To do
1. List the usernames that appear in the post headers of the knitting-pattern thread, each with the date shown beside it.
2. Repeat word for word the section of the knitting-pattern thread starting with "## KNITTEN NANA" and going on through "(Apr 30, 2011)".

>> start Document passage

I am in awe. That's one of my bigger problems. I have all these lovely patterns and know which room they are in but to put my finger on one particular pattern requires a search that may take up to a week.


----------



## KNITTEN NANA (Apr 2, 2011)

My daughter said when I go she will bury me then come straight home and put all my patternbooks on Ebay. I bought a 1940 pattern book for $5.99 and saw the same one again on Ebay and she wanted $25.00. Maybe my daughter is right I have alot of books but she will have to wait awhile Im not going any time soon (I hope)


----------



## jollypolly (Apr 30, 2011)

I wonder if any of you love those half page pattern freebees they give in the yarn aisle in craft stores. I have to look at them and choose which I might make; then I do my serious bingeing for yarn etc. I really came there for.
I also leave crochet hooks and knitting needles in the tote bag with unfinished pieces so I buy another to use on my next project which seems wasteful but if i do not then I forget which I was using because I often do not use the hook/needle the pattern says to use. I tried writing the size down but misplace the notes. I never write on patterns, do not know why but it feels wrong like tairing out pages.


----------



## jennyb1 (Mar 31, 2011)

jollypolly said:


> I wonder if any of you love those half page pattern freebees they give in the yarn aisle in craft stores. I have to look at them and choose which I might make; then I do my serious bingeing for yarn etc. I really came there for.
> I also leave crochet hooks and knitting needles in the tote bag with unfinished pieces so I buy another to use on my next project which seems wasteful but if i do not then I forget which I was using because I often do not use the hook/needle the pattern says to use. I tried writing the size down but misplace the notes. I never write on patterns, do not know why but it feels wrong like tairing out pages.


I used to collect all the pattern freebies because I was determined to try them one day. Now I only take the ones that I know how to do the various stitches for - not when I learn how to do a certain stitch. What if I never get around to learning how to do the stitch required!!!! Anyway, if I took all that was being offered, it might cause someone else to miss out. I would not like to be 'greedy' anyway, and probably won't live long enough to make every pattern I have in my 'stash' as it is. LOL

I grew up learning that it was wrong to write in or on books. Well, apart from writing a name on the inside front cover that is.

>> end Document passage
>> start Dataset extract

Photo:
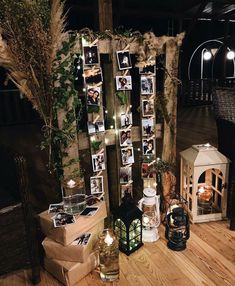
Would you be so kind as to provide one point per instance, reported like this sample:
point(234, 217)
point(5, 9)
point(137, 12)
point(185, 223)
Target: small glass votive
point(109, 256)
point(74, 196)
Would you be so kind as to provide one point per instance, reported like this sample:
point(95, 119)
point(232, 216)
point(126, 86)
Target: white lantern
point(203, 183)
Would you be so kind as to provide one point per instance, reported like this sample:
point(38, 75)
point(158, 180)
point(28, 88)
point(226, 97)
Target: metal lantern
point(204, 180)
point(177, 228)
point(128, 225)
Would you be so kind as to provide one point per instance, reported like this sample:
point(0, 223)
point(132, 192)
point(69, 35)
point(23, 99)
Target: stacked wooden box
point(67, 262)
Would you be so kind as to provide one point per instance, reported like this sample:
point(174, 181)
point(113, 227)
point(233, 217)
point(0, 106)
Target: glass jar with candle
point(74, 196)
point(109, 256)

>> end Dataset extract

Answers
1.
KNITTEN NANA (Apr 2, 2011)
jollypolly (Apr 30, 2011)
jennyb1 (Mar 31, 2011)

2.
## KNITTEN NANA (Apr 2, 2011)

My daughter said when I go she will bury me then come straight home and put all my patternbooks on Ebay. I bought a 1940 pattern book for $5.99 and saw the same one again on Ebay and she wanted $25.00. Maybe my daughter is right I have alot of books but she will have to wait awhile Im not going any time soon (I hope)


----------



## jollypolly (Apr 30, 2011)